__TEXT PASSAGE__
* Start *

# General Uncertainty Relation between 2 operators

1. Dec 31, 2006

### Reshma

The general uncertainty relation between two observables A and B.
$$(\Delta A)^2(\Detla B)^2 \geq -{1\over 4}<[A, B]>^2$$

I have to prove the above relation using the definition of expection values etc.
The reference I use (Liboff) have this relation given as an exercise. But Gasiorowicz's book has given some useful hints on this relation. But I couldn't go all the way to prove this result.

Here is my attempt at it.
<Takes a deep breath>
$$(\Delta A)^2 = <(A - <A>)^2>$$
$$(\Delta B)^2 = <(B - <B>)^2>$$

Let U = A - <A> & V = B - <B> and consider $\phi = U\psi + i\lamba V \psi$
The uncertainties in A & B would be correlated only if the two operators do not commute.
Let A & B be Herimtian so U & V will also be Hermitian.

* End *

__AVAILABLE DATA__
* Start *

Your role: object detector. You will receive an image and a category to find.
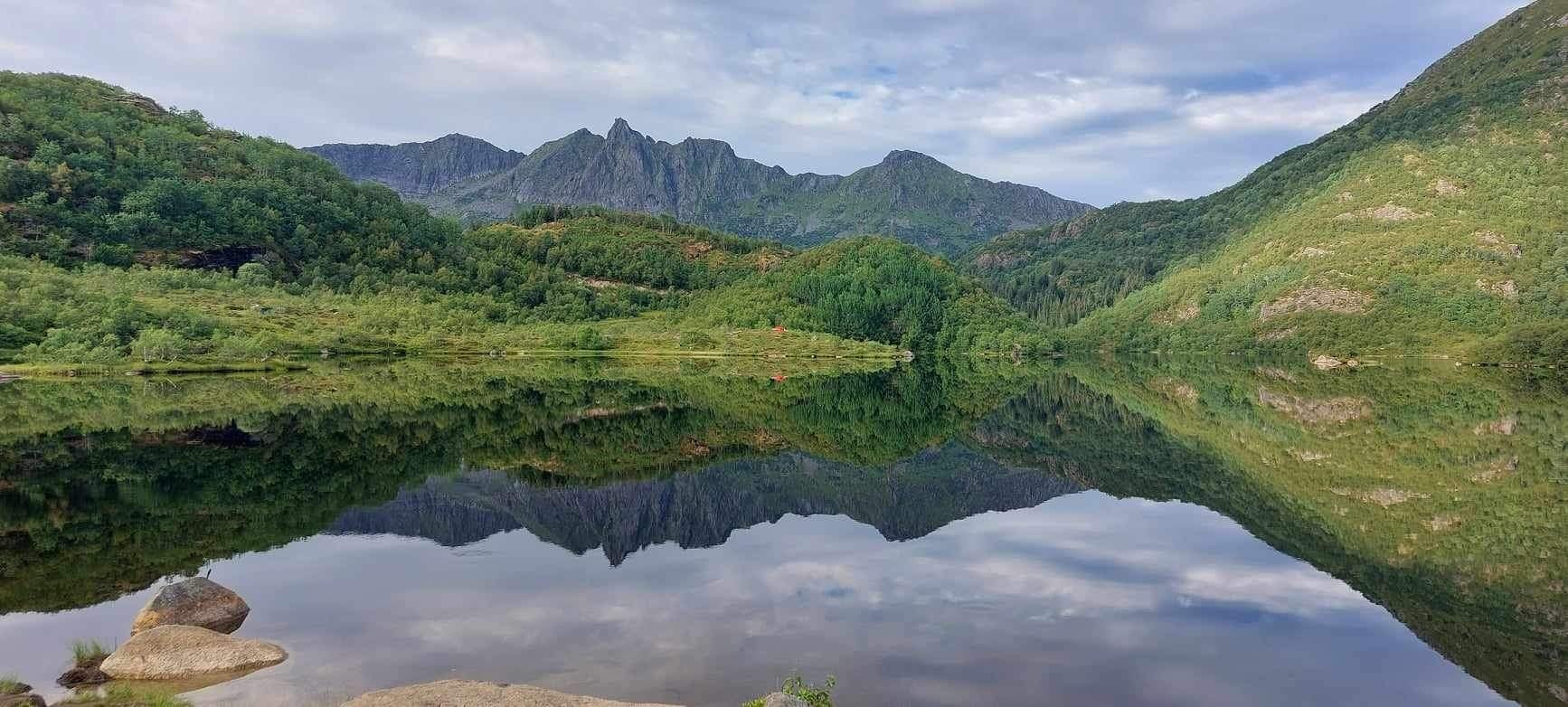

* End *

__YOUR INSTRUCTIONS__
Please continue the forum post on the uncertainty relation between two operators from the point where it stops.

__ANSWER FOR THE TASK__
$$I(\lambda) = \int dx \phi^* \phi \geq 0$$
$$I(\lambda) = \int dx(U\psi + i\lamba V \psi)^*(U\psi + i\lamba V \psi) = \int dx \psi^* [U^2 + \lambda^2 V^2 +i\lambda[U,V]\psi$$
Using the defintion of $\Delta A & \Delta B$
$$I(\lambda) = \left((\Delta A)^2 + \lambda^2 (\Delta B)^2 + i\lambda<[A, B]>\right) \geq 0$$

I have to get rid of $\lambda$ to get my result. Anyone has good idea here??

BTW, Happy New Year to all the hardworking homework helpers in PF. Keep up the great work!

Last edited: Dec 31, 2006
2. Dec 31, 2006

### Gokul43201

Staff Emeritus
Looks like theres a few $\lambda$s gone missing. I see them in the source, though - you've omitted a "d" in "lambda". In the last line, you're missing a couple of expectation value brackets. Also, it's easier to do this whole thing in the Dirac notation (if you're familiar with that) - it avoids the need for unnecessary integrals.

First of all, I'd make one simplification, and write $\phi = U\psi - \lambda V \psi$, absorbing any factors of i into $\lambda$. It reduces the possibility of making sign errors down the way.

Next, choose $\lambda=UV*(V^2)^{-1}$. Plugging that in should land you with the correct form of the Cauchy-Schwarz inequality. And if you ask how you were supposed to anticipate this substitution, remember the goal - you want something that has a product of expectation values of the uncertainty (or variance) operators.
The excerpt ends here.